**DOCUMENT SECTION:**
* * * *

Layer 2 — Integration Testing the Targeting Filter Logic

The goal: verify that your TenantFilter (or custom filters) produce the correct ON/OFF decision for given inputs. Use WebApplicationFactory and an in-memory App Configuration provider rather than hitting a real App Configuration instance:

public class TenantFilterIntegrationTests : IClassFixture<WebApplicationFactory<Program>>
{
    private readonly WebApplicationFactory<Program> _factory;

    [Theory]
    [InlineData("tenant:fabrikam-ltd", true)]   // in AllowedTenants
    [InlineData("tenant:unknown-corp", false)]  // not in AllowedTenants, RequiredTier not met
    public async Task TenantFilter_EvaluatesCorrectly(string tenantGroup, bool expectedEnabled)
    {
        var client = _factory.WithWebHostBuilder(builder =>
        {
            builder.ConfigureAppConfiguration(config =>
            {
                // Override App Configuration with an in-memory provider
                config.AddInMemoryCollection(new Dictionary<string, string?>
                {
                    // Feature flag JSON encoded as IConfiguration keys
                    ["FeatureManagement:BulkExportV2:EnabledFor:0:Name"]
                        = "TenantFilter",
                    ["FeatureManagement:BulkExportV2:EnabledFor:0:Parameters:AllowedTenants:0"]
                        = "tenant:fabrikam-ltd",
                });
            });
        }).CreateClient();

        // Set the tenant claim on the test request
        // (requires test auth middleware that reads X-Test-Tenant header)

* * * *

**STATED TASK 1:** In the integration testing section, what does the text say to use instead of hitting a real App Configuration instance?
The rows that follow this text have no connection to it.

* * * *

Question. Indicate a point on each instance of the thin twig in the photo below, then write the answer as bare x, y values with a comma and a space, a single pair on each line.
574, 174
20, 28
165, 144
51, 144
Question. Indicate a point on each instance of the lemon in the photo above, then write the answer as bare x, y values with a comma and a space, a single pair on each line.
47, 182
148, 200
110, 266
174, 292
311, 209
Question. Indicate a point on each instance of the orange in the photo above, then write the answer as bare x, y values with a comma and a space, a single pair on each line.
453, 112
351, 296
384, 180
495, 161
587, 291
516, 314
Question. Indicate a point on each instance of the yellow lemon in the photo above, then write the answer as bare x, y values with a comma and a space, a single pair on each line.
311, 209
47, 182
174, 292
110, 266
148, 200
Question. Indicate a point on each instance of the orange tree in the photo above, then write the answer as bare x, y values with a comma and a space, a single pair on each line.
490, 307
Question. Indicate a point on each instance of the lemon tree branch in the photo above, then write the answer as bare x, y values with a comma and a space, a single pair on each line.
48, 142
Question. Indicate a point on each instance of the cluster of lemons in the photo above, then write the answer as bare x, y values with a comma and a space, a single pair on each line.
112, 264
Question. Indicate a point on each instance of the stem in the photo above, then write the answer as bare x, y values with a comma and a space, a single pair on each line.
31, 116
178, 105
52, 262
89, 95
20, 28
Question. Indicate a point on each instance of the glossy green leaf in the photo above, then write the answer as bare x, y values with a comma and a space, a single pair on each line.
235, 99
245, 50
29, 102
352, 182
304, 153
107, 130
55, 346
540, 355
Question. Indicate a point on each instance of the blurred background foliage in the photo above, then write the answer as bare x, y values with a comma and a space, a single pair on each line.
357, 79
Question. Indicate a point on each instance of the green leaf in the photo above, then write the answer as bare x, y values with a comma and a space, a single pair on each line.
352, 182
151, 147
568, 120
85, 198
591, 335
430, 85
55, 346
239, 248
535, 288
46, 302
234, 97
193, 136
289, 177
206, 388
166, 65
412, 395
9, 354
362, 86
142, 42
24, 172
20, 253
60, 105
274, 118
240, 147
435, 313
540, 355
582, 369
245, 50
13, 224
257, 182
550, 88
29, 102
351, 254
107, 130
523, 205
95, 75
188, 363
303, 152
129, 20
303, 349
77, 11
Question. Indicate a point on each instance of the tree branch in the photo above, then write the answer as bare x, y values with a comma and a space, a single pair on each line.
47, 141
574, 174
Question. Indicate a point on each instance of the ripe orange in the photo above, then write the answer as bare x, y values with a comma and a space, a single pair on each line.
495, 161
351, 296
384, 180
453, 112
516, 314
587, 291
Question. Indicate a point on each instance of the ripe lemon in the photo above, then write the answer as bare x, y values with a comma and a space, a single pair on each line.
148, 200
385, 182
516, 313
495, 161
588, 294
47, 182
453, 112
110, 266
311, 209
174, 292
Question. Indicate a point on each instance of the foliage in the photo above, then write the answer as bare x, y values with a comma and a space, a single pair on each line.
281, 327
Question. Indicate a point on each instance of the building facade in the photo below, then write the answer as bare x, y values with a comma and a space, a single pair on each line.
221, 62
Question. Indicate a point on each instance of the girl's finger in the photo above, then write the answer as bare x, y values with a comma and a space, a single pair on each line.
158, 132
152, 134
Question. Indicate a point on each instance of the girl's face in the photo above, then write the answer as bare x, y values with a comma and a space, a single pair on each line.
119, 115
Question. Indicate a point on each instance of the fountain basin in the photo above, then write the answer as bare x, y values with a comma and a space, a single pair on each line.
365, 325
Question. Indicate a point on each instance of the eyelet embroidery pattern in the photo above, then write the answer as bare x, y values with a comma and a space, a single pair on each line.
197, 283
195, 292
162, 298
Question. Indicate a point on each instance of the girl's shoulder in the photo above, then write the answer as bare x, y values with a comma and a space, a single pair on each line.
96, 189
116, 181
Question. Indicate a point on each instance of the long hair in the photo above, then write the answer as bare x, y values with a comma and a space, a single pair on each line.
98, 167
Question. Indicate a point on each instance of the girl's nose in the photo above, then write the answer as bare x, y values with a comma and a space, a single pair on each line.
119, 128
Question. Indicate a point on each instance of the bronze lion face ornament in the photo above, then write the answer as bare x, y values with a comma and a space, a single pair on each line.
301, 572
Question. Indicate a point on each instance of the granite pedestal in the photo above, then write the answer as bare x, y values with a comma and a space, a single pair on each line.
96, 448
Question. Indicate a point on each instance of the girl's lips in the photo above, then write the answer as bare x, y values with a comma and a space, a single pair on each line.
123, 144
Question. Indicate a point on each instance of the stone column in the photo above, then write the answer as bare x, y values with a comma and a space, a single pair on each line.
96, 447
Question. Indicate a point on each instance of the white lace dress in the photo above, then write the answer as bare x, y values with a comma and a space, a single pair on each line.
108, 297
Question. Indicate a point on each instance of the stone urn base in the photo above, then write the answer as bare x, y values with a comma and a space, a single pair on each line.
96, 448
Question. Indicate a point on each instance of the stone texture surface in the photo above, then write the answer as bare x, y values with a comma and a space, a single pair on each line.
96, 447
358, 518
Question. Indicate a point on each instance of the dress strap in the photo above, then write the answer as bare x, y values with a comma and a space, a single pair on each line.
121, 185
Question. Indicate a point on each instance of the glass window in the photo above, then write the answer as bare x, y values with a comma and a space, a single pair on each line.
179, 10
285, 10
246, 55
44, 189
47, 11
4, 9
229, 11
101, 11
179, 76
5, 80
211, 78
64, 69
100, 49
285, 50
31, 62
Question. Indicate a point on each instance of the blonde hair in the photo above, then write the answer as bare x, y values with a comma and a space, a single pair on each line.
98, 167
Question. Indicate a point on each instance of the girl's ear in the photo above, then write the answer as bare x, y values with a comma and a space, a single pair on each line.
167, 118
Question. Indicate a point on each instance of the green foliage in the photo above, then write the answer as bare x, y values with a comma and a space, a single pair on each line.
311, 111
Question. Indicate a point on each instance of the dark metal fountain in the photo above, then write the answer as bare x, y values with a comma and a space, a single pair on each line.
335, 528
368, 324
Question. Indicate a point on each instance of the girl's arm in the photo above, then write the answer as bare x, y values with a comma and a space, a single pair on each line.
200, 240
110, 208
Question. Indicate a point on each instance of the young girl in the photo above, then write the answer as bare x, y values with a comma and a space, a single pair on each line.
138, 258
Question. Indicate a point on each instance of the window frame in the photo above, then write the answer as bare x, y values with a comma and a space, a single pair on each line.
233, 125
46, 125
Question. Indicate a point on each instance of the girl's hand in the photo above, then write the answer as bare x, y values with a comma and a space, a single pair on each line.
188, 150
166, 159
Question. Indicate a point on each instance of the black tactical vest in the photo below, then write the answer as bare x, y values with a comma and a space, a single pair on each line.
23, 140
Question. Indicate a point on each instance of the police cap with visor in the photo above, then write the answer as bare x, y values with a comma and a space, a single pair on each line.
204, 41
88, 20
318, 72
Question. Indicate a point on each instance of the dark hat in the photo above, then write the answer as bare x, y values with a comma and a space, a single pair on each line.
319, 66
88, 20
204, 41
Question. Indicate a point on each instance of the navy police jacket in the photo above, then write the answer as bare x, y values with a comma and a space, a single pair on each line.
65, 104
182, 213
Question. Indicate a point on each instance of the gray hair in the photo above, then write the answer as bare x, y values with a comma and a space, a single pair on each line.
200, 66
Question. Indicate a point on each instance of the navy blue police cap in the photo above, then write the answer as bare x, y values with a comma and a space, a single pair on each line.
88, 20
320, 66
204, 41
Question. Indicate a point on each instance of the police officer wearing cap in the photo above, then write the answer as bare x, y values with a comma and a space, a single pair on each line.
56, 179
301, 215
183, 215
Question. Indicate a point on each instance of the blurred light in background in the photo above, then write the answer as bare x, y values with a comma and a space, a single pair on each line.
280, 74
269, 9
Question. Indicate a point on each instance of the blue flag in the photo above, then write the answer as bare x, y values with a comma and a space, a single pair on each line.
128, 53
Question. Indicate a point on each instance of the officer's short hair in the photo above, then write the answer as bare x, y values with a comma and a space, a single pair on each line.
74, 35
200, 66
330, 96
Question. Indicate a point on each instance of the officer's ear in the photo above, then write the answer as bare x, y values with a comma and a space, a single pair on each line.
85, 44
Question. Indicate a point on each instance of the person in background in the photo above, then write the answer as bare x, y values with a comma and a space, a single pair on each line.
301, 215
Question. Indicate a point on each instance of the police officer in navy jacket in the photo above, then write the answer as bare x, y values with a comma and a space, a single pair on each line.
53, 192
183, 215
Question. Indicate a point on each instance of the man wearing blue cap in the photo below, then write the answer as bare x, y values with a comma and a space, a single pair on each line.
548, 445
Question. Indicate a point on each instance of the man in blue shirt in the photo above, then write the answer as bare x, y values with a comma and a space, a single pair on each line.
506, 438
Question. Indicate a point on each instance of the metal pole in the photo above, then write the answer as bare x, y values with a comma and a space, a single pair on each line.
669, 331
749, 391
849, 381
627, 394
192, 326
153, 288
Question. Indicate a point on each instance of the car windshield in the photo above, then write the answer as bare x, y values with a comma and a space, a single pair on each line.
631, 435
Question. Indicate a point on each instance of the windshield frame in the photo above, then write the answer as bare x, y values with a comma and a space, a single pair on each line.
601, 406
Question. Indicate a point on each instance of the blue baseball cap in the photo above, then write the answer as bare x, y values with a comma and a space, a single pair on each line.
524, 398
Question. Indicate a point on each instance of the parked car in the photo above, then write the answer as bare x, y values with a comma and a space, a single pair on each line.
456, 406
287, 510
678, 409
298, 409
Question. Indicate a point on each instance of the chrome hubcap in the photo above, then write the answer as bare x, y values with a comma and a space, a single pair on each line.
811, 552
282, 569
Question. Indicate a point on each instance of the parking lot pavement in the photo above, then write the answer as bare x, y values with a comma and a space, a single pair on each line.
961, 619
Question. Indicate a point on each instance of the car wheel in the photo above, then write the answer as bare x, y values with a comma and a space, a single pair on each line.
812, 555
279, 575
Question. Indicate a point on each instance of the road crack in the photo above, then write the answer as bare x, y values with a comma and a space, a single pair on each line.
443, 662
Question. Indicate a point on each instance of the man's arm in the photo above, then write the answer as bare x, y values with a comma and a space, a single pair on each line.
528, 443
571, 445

* * * *

**STATED TASK 2:** Gather every line of the rows that contains the string "pattern". Letter case counts.

**TASK RESULT 1:** WebApplicationFactory and an in-memory App Configuration provider.

**TASK RESULT 2:**
Question. Indicate a point on each instance of the eyelet embroidery pattern in the photo above, then write the answer as bare x, y values with a comma and a space, a single pair on each line.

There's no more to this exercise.